§ What to work on
Write out the records again, exactly. Nothing may be dropped.

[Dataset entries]
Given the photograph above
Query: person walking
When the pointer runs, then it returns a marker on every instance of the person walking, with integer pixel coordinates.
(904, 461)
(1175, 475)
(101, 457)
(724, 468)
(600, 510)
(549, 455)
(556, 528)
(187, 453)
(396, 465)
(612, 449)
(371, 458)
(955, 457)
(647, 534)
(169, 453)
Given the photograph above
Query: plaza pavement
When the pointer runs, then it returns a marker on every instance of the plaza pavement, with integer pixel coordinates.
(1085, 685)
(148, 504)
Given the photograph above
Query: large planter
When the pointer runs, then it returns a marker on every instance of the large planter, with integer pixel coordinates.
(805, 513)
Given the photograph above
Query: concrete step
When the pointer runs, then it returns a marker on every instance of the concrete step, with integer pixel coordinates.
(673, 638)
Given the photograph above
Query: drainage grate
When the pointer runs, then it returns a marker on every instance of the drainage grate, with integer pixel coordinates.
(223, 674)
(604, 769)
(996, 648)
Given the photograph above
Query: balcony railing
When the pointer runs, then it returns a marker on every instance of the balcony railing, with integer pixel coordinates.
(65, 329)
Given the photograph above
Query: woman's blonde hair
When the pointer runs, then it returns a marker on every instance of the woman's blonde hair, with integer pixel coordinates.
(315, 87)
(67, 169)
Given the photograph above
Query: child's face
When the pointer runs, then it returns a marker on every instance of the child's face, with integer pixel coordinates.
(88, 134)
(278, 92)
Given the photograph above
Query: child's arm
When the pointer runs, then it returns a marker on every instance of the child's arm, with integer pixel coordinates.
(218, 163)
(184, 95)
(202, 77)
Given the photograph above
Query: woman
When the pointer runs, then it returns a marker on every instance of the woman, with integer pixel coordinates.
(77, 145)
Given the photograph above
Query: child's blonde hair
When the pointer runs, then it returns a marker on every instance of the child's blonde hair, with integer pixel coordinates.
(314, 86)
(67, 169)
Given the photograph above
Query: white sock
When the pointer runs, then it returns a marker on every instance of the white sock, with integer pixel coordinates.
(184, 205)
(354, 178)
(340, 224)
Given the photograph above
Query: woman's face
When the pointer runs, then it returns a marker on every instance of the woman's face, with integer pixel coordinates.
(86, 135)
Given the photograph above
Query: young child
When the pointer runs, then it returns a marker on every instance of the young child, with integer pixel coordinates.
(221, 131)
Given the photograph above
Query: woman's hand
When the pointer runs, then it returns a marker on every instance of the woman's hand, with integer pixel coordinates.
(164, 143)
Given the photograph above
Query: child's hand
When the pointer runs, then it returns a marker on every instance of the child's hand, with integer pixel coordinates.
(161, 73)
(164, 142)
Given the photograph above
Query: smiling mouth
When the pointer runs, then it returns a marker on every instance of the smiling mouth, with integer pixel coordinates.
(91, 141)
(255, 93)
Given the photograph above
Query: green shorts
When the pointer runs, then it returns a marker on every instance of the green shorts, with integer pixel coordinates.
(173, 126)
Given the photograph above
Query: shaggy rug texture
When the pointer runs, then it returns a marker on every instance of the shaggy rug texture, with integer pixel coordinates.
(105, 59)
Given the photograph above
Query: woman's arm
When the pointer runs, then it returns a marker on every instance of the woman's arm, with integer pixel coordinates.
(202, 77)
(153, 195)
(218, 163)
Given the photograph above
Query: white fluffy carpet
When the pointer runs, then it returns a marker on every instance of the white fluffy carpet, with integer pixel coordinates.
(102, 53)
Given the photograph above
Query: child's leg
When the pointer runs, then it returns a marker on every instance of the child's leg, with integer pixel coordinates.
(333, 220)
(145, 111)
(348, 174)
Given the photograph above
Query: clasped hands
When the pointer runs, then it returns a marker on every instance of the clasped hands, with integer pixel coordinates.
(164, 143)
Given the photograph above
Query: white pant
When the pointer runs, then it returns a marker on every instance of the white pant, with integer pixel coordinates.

§ Written answer
Given the photograph above
Query: person walking
When the pointer runs, then it returns a marker on every instance of the person walking, with integer pixel coordinates.
(904, 461)
(1175, 475)
(101, 457)
(724, 468)
(600, 510)
(549, 455)
(556, 528)
(187, 453)
(396, 465)
(612, 449)
(371, 458)
(955, 457)
(647, 534)
(169, 453)
Given the photograph above
Query: plaza pavement
When the pointer runs, then it returns a marker on every instance of the plaza pavement, with integer pixel coordinates.
(1085, 685)
(148, 504)
Given the photograph above
Query: large planter
When the pointer runs, then it returns a marker on every instance of the large planter, with integer pixel coordinates.
(805, 513)
Given the photograph above
Query: concrete step
When the pointer runs, then it returns a marker on every instance of the concrete step, with integer pixel coordinates.
(673, 638)
Given the photograph above
Query: drainage grate
When the pointer runs, then it returns a marker on every instance of the drainage grate, with integer pixel coordinates.
(223, 674)
(604, 769)
(996, 648)
Given the photograph above
Query: balcony railing
When the pointer runs, then it returns a marker on every instance of the balcony railing, with integer pixel coordinates.
(65, 329)
Given the photograph above
Query: woman's blonde hair
When the pointer runs, then it returns a marker on every instance of the woman's blonde hair, with integer pixel coordinates.
(315, 87)
(67, 169)
Given the photograph above
Query: child's face
When the pointer runs, then it returns a marker on every instance of the child's face, with integer pixel coordinates.
(88, 134)
(278, 92)
Given the photograph above
Query: child's arm
When the pointer runs, then it returns a marker on every instance of the child's arm, with integer pixel coordinates.
(218, 163)
(184, 95)
(202, 77)
Given the photograph above
Query: woman
When the pointer runs, then it returns a marker on every instance of the woman, with integer pixel coordinates.
(77, 145)
Given the photograph above
Query: child's blonde hair
When the pointer runs, then it returns a marker on every instance of the child's blonde hair, with integer pixel coordinates.
(314, 86)
(67, 169)
Given the photograph above
Query: white sock
When the pointer runs, then it returns a marker on every instance of the white sock, with integer pixel coordinates.
(184, 205)
(354, 178)
(340, 224)
Given the photograph above
Query: woman's face
When the pointer runs, then it returns a marker on every instance of the woman's face, with integer pixel coordinates.
(86, 135)
Given the photograph above
Query: young child
When the pointer runs, then it returns a marker on every instance of the young child, with integer pixel coordinates.
(221, 131)
Given the photograph above
Query: woman's hand
When the pointer runs, then it returns a marker on every instance of the woman's hand, with integer pixel coordinates.
(164, 143)
Given the photograph above
Query: child's hand
When the pointer runs, then it returns a marker on every instance of the child's hand, with integer pixel coordinates.
(161, 73)
(164, 142)
Given the photograph above
Query: smiling mouth
When the pointer runs, then it returns a marker on every instance of the smiling mouth, with integer pixel coordinates.
(91, 141)
(255, 93)
Given the photograph above
Query: green shorts
When the pointer runs, then it returns a marker on every instance of the green shorts, with integer pixel coordinates.
(173, 126)
Given the photograph above
Query: shaggy rug texture
When the pointer runs, then it returns a marker on every instance of the shaggy rug texture, with integer pixel coordinates.
(105, 59)
Given the photograph above
Query: woman's arm
When the pointer runs, then it returns a marker on every instance of the woman's arm, with integer pixel coordinates.
(202, 77)
(153, 195)
(218, 163)
Given the photograph above
Query: white fluffy carpet
When the pointer runs, then it returns a marker on every instance of the white fluffy carpet, with integer pixel coordinates.
(102, 53)
Given the photograph above
Query: child's leg
When the pointer runs, then it returns a marker on every instance of the child's leg, with integer pixel coordinates.
(333, 220)
(145, 111)
(348, 174)
Given the photograph above
Query: clasped hands
When the pointer runs, then it returns a marker on every instance of the clasped hands, with integer pixel coordinates.
(164, 143)
Given the photograph above
Query: white pant
When the pointer runs, then it returns a marker on every instance of the white pant, with integer pixel coordinates.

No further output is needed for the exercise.